- [Excerpted records]:
● ● ● ●
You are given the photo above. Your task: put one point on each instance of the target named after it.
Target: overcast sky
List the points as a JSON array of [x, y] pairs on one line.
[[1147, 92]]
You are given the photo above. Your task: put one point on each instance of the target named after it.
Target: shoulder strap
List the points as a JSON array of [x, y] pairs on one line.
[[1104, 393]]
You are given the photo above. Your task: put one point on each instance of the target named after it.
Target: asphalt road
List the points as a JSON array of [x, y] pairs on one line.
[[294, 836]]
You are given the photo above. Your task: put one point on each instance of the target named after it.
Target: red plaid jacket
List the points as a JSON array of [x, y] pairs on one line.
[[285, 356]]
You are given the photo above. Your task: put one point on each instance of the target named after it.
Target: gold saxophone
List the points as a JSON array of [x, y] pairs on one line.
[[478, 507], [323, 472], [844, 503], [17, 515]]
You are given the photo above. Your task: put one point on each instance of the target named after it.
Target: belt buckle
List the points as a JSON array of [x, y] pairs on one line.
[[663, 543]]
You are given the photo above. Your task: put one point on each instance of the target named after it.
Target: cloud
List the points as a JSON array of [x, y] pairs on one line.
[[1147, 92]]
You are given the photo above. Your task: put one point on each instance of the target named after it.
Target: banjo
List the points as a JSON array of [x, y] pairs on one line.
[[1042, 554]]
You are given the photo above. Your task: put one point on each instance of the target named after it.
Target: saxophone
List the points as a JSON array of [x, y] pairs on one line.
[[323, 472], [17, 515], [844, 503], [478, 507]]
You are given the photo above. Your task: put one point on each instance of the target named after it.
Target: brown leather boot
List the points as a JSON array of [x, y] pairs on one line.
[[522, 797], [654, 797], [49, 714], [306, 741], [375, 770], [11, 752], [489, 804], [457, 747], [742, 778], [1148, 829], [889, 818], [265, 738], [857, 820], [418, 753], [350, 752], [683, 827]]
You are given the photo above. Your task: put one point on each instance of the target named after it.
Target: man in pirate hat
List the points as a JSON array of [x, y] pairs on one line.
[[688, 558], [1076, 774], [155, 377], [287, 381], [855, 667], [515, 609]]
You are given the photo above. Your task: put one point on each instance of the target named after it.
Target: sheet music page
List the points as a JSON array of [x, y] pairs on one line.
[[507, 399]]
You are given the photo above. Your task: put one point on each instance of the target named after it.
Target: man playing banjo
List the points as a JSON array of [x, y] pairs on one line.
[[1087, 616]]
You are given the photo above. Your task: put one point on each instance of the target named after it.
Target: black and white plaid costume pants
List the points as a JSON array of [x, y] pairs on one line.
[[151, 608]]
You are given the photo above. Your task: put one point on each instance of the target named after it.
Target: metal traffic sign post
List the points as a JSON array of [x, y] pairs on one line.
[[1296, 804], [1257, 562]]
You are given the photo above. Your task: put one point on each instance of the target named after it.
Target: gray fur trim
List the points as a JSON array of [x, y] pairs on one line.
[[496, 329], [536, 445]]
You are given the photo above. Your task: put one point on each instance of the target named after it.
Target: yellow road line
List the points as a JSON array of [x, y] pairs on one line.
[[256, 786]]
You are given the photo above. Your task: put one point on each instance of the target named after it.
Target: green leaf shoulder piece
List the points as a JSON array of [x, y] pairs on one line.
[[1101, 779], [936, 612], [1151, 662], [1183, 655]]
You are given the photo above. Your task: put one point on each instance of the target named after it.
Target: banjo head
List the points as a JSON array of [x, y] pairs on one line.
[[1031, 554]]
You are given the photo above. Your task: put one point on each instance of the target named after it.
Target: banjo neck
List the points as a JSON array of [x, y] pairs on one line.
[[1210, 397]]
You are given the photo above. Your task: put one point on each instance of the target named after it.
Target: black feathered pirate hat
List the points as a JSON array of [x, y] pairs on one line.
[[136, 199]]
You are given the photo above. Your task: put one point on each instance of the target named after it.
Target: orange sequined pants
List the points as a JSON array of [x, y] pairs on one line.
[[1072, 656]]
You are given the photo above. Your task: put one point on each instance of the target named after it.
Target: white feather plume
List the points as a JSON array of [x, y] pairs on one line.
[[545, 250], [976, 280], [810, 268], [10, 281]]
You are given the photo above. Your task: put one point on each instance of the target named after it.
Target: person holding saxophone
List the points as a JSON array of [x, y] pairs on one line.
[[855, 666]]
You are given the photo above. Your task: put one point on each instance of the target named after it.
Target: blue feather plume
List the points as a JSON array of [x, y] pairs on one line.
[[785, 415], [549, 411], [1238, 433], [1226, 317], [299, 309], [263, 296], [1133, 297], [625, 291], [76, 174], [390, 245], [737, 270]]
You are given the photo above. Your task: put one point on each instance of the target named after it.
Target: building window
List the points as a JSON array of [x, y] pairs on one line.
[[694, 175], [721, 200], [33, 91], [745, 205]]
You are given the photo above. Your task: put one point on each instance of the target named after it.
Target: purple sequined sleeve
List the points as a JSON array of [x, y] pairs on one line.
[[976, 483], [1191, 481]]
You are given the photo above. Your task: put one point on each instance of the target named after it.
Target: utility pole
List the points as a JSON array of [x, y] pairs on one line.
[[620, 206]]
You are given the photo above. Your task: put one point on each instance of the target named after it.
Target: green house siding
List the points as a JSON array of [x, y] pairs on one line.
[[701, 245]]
● ● ● ●
- [Prompt]: Copy out all of the entries above word for word, keeping every line as it stands.

- [Written answer]:
You are given the photo above. Your task: put one point on each instance of the target named after it.
Target: overcast sky
List the points as a JSON array of [x, y] pairs on one line.
[[1147, 92]]
You are given the photo above. Your task: put one point on each instance of the target named after it.
Target: shoulder strap
List the points as a JSON array of [x, y] pairs on one line.
[[1104, 393]]
You are given the photo above. Your task: put one point on each instance of the target named after it.
Target: asphalt road
List the points as a JSON array of [x, y] pairs on one line.
[[294, 836]]
You are given the photo above. Your task: put one point on each instance of the target named after it.
Target: red plaid jacket
List the points as a JSON array of [x, y] pairs on one line.
[[285, 356]]
You are given the photo above. Your task: put one point on each instance of the target named after it.
Target: gold saxophone
List the points as a JSON array of [x, y] pairs on one line.
[[478, 507], [323, 472], [844, 503], [17, 515]]
You are given the photo above. Your task: put one point on each instance of the target named after it.
Target: belt buckle
List the points as a JSON array of [x, y] pairs on one line.
[[663, 543]]
You are given the photo above. Your task: put one point on each instance of the target named after it.
Target: cloud
List the points as a JSON array of [x, y] pairs on one line.
[[1147, 92]]
You are given the photo above. Your task: put one point on each instance of the target named after it.
Target: banjo
List the points as a JSON array of [x, y] pairs on one line.
[[1042, 554]]
You are given the photo above. Your task: put one point on each instance of the target named after it.
Target: saxophone
List the points as a JSON array of [x, y] pairs on one line.
[[323, 472], [17, 515], [844, 503], [478, 507]]
You are given the photo above. Your task: put one point on each instance of the target named after it.
Target: brown leather boot
List the points as a JSON array of [x, y] pairs on one line.
[[522, 797], [654, 797], [49, 714], [306, 741], [375, 770], [11, 752], [489, 804], [457, 747], [742, 778], [1148, 829], [889, 818], [265, 738], [857, 820], [418, 753], [350, 752], [683, 827]]
You are given the photo above. Your task: put one point on each instance of the target named after it.
Target: man in pirate hat
List the points as a JSON array of [x, y] pairs on one line.
[[688, 558], [1076, 774], [155, 377], [287, 381], [855, 667], [515, 609]]
You are given the photo above. Your task: put one point on each instance of the target named after it.
Target: sheet music page
List the points as a JSON array of [x, y] pairs on one line.
[[507, 399]]
You are given the photo above. Your task: put one point on each instance of the target named after it.
Target: man playing banjo
List the points as a JSON array of [x, y] pairs on one line.
[[1087, 616]]
You are given the photo above. Your task: put one point on each instance of the target named after it.
Target: black and white plaid costume pants
List the points as a JSON array of [x, y] pairs on one line.
[[151, 608]]
You are given the photo above. Your task: put one point on each instance of the target named after it.
Target: metal traffic sign post
List the points as a JSON array of [x, y] pairs on one line.
[[1296, 804], [1257, 562]]
You are given the photo above. Your task: put one point on each instance of the target named after it.
Target: gray fur trim
List the points as a JSON array of [x, y] pairs on one line.
[[496, 329], [536, 445]]
You are given the photo above. Your task: put one point on each instance of the target named after it.
Target: yellow road line
List the points as a JSON array of [x, y] pairs on one line.
[[256, 786]]
You are given the photo above. Your task: put one point on each instance of the target named after it.
Target: green leaf shoulder piece
List the points as a JSON array of [x, y] pairs on one line.
[[1101, 779], [936, 612], [1151, 662], [1183, 655]]
You are given the photo above. Your task: put one point on each instance of the target named after it.
Target: banjo head
List the points as a JSON array of [x, y] pairs on one line.
[[1031, 554]]
You are given the photo above. Your task: put one point on each instance of the target named after it.
Target: banjo neck
List the points as a JSON array of [x, y] pairs on one line.
[[1210, 397]]
You are given the photo above. Your task: put one point on each instance of the target named after it.
Target: black feathered pirate hat
List the points as a JSON array of [x, y] pairs on one line.
[[136, 199]]
You are given the photo above. Your task: put one point on each instance of the target named after it.
Target: orange sequined pants
List the points as a JSON array of [x, y] pairs on one line.
[[1072, 656]]
You are given the photo above. Your task: put one point on each instance of the target named after it.
Target: white feather plume
List the points as a JSON array of [x, y] pairs on one line.
[[545, 250], [976, 280], [810, 268], [10, 281]]
You are given the photo above. Your task: put one point on each instance of the target named after it.
Target: person holding saxophone
List the points as a JSON array of [x, y] pairs on one line.
[[855, 666]]
You are given the photo above. Your task: put one point on each instance of the target named after it.
Target: blue feather plume
List the points as a JSON array of [x, y] pairs on one line.
[[785, 415], [549, 411], [1238, 433], [1226, 317], [299, 309], [263, 296], [1133, 297], [625, 291], [76, 174], [390, 245], [737, 270]]
You are given the photo above. Your task: put one point on each instance of the target named after it.
Target: building window
List the points as a JSON array of [x, y] pairs on one line.
[[694, 175], [721, 200], [33, 91], [745, 205]]
You are given the photo above. Your task: put one point on each instance of the target named after it.
Target: purple sequined sleeve
List the points as a JSON array of [x, y] pairs on one line.
[[976, 483], [1191, 481]]
You are given the photo above. Your task: put one point on each instance of the target named after it.
Target: utility pole
List the points as a JSON array of [x, y] pairs on one line.
[[620, 206]]
You are given the photo above. Your task: put one point on each instance of the target named after it.
Target: green house siding
List the points as a JSON array of [x, y] pairs on one line.
[[701, 245]]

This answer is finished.